_What the task requires_
Copy out the records again, from their very first line through the line containing "positive clicks: (212, 39)", with both ends included.

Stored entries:
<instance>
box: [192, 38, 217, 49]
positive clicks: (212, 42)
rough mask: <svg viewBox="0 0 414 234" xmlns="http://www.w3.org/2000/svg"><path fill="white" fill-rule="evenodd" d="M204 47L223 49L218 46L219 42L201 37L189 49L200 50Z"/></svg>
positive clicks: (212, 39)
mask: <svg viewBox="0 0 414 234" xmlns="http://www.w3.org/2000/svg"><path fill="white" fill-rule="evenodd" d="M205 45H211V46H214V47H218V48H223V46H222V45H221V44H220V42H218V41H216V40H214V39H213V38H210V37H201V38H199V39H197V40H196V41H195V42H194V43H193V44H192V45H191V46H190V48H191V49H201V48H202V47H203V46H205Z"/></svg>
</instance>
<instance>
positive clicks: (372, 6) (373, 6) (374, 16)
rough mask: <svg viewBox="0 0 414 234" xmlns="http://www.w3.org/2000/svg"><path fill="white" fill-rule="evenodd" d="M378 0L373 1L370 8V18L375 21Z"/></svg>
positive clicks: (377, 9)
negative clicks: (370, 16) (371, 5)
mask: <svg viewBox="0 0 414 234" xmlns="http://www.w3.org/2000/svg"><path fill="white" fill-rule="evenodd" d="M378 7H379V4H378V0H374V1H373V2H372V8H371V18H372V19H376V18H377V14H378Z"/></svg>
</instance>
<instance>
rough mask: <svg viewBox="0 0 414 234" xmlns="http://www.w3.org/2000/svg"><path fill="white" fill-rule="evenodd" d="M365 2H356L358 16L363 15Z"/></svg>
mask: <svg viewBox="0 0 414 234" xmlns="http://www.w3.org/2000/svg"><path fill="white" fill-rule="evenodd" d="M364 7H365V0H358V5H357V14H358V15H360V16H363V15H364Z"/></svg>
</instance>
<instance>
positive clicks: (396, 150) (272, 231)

_Answer space_
<instance>
box: [192, 38, 217, 49]
positive clicks: (212, 42)
rough mask: <svg viewBox="0 0 414 234" xmlns="http://www.w3.org/2000/svg"><path fill="white" fill-rule="evenodd" d="M204 47L223 49L218 46L219 42L201 37L189 49L200 50Z"/></svg>
positive clicks: (212, 39)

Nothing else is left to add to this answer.